| Brief |
Bring together copies of the lines in the data below that contain the word "pigeon".

Records to process section start

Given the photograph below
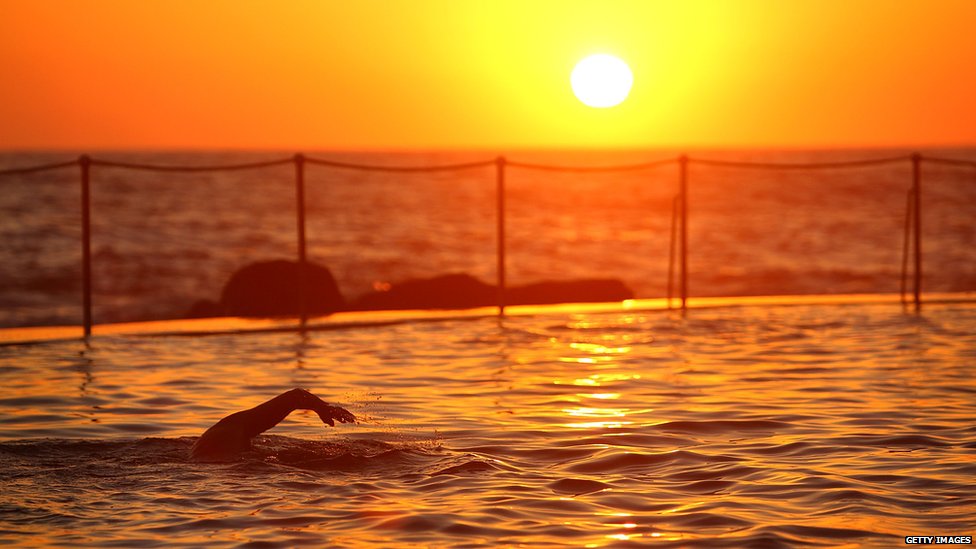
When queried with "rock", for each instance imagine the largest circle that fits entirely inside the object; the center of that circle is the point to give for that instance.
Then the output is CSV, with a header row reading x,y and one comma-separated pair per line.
x,y
463,291
270,288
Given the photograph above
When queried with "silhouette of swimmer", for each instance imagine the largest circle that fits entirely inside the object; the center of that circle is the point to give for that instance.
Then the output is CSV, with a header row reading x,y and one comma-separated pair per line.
x,y
232,435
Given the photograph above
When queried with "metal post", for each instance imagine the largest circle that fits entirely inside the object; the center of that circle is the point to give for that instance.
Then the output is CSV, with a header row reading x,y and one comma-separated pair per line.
x,y
917,191
302,259
500,190
85,162
671,248
684,231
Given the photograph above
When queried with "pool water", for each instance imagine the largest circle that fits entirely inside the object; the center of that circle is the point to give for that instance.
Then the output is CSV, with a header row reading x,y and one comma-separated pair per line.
x,y
748,426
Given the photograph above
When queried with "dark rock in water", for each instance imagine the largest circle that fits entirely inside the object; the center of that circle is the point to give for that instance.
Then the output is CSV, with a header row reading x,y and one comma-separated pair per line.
x,y
569,291
451,291
270,288
462,291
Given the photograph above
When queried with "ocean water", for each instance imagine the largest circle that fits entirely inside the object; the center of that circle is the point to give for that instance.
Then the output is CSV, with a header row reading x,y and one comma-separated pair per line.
x,y
780,426
162,241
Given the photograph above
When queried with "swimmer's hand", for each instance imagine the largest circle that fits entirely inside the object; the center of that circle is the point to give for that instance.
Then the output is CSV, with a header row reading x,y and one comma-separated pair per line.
x,y
329,414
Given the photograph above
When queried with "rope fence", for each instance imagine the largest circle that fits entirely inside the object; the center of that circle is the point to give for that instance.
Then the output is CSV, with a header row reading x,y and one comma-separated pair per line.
x,y
912,244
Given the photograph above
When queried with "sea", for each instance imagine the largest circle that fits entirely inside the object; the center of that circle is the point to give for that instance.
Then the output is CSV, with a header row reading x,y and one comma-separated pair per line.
x,y
816,420
162,240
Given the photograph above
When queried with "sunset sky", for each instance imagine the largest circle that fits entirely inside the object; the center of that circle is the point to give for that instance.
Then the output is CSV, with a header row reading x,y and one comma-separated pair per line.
x,y
422,74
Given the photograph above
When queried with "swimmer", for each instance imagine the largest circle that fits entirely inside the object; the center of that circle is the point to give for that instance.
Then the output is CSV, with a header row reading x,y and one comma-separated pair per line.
x,y
232,435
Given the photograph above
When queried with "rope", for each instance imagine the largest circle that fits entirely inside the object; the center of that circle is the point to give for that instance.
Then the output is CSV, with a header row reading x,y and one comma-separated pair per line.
x,y
592,169
375,168
950,161
803,166
217,168
41,168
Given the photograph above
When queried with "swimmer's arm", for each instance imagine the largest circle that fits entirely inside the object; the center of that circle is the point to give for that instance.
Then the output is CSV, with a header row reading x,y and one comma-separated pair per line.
x,y
259,419
233,434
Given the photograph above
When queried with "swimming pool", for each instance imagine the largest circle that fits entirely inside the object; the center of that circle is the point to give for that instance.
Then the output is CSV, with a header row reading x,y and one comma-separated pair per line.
x,y
774,426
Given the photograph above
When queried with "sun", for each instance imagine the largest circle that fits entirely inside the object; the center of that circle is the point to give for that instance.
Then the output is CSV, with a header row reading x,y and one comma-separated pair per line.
x,y
601,80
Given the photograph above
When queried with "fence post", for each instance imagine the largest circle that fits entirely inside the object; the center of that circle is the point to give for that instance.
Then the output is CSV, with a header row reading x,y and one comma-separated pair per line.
x,y
302,259
917,225
85,163
500,216
683,162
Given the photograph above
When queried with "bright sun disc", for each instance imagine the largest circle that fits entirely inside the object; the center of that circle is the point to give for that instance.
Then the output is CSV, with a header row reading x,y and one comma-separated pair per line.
x,y
601,81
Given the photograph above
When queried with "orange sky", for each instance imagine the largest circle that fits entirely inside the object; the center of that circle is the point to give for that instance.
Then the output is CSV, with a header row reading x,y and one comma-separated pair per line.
x,y
493,74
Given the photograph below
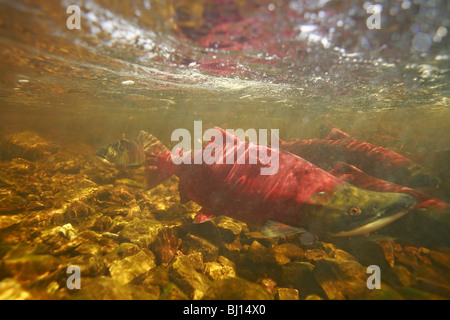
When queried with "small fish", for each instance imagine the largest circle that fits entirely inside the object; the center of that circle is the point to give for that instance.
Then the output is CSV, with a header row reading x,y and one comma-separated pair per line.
x,y
353,175
374,160
300,195
125,152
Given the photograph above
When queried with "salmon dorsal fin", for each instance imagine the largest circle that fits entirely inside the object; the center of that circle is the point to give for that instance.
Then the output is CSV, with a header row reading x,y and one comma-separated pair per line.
x,y
344,168
203,215
273,229
336,134
227,135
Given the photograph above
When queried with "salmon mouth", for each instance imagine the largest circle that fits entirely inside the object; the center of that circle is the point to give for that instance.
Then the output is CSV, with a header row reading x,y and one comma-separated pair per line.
x,y
382,218
372,226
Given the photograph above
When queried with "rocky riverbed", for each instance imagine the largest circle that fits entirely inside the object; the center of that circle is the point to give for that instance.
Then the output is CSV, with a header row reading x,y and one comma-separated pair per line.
x,y
60,208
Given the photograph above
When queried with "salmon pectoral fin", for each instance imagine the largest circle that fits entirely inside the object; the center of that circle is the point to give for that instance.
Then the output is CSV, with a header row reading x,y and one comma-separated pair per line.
x,y
184,198
337,134
203,215
273,229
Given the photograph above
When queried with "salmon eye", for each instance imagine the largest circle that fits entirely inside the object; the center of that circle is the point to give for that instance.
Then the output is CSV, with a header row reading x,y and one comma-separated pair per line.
x,y
353,211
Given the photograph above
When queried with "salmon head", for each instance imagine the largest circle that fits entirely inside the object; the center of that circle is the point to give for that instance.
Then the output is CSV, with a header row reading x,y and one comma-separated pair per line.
x,y
349,211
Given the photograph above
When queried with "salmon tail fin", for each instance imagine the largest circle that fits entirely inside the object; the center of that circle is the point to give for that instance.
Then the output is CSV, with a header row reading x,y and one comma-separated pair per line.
x,y
158,164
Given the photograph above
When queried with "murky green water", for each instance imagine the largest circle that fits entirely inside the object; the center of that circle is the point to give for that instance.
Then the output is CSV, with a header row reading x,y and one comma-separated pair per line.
x,y
302,67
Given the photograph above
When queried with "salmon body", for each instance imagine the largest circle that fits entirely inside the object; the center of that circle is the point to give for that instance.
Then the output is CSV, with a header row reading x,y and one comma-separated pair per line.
x,y
353,175
264,186
373,160
299,195
240,191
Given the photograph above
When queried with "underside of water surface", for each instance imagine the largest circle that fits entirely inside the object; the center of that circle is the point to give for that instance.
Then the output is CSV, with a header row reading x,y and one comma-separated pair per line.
x,y
300,67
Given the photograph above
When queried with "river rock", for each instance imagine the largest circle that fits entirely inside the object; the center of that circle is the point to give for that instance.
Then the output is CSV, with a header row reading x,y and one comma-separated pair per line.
x,y
189,280
236,289
229,228
221,269
287,294
192,244
341,279
27,145
10,289
125,270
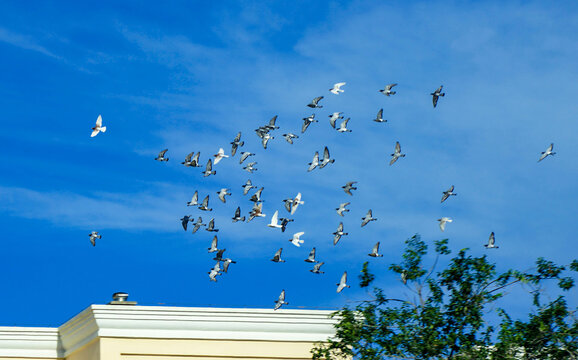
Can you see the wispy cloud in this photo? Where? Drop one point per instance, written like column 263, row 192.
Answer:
column 25, row 42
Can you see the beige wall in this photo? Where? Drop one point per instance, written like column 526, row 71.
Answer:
column 90, row 351
column 176, row 349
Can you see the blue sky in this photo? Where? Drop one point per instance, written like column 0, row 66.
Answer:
column 188, row 76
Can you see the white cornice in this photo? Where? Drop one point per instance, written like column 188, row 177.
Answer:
column 32, row 342
column 158, row 322
column 195, row 323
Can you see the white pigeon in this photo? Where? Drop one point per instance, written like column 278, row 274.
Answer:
column 379, row 117
column 367, row 218
column 93, row 236
column 338, row 234
column 341, row 209
column 275, row 221
column 334, row 117
column 244, row 156
column 296, row 240
column 247, row 187
column 387, row 90
column 214, row 243
column 343, row 283
column 343, row 126
column 547, row 152
column 315, row 162
column 326, row 158
column 375, row 251
column 281, row 301
column 311, row 257
column 396, row 153
column 317, row 267
column 277, row 256
column 296, row 202
column 336, row 89
column 222, row 193
column 443, row 222
column 218, row 156
column 98, row 127
column 491, row 242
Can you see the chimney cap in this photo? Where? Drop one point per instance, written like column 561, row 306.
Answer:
column 120, row 298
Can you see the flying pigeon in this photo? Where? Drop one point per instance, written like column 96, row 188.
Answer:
column 195, row 200
column 198, row 224
column 161, row 156
column 443, row 222
column 348, row 187
column 436, row 94
column 317, row 267
column 281, row 301
column 236, row 143
column 265, row 140
column 547, row 152
column 343, row 126
column 336, row 89
column 98, row 127
column 213, row 275
column 211, row 226
column 251, row 167
column 343, row 283
column 326, row 159
column 341, row 209
column 315, row 103
column 214, row 243
column 375, row 251
column 296, row 239
column 185, row 221
column 271, row 125
column 338, row 234
column 367, row 218
column 226, row 263
column 296, row 202
column 218, row 156
column 244, row 156
column 284, row 222
column 311, row 257
column 257, row 195
column 237, row 216
column 274, row 221
column 491, row 242
column 379, row 117
column 247, row 187
column 289, row 137
column 219, row 255
column 222, row 193
column 209, row 169
column 334, row 117
column 277, row 256
column 205, row 204
column 93, row 236
column 315, row 162
column 307, row 121
column 387, row 90
column 396, row 153
column 449, row 192
column 257, row 210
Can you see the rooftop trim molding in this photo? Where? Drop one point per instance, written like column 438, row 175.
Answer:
column 159, row 322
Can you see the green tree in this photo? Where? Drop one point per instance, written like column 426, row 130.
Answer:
column 446, row 319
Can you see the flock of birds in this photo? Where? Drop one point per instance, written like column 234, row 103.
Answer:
column 291, row 204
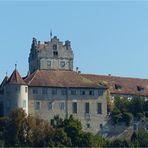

Records to process section end

| Exercise result |
Can you see the white pigeon in this photo? Where? Drop one point per instance, written like column 278, row 274.
Can you see the flying pigeon in this photo? Where? Drop one point per instance, written like column 96, row 188.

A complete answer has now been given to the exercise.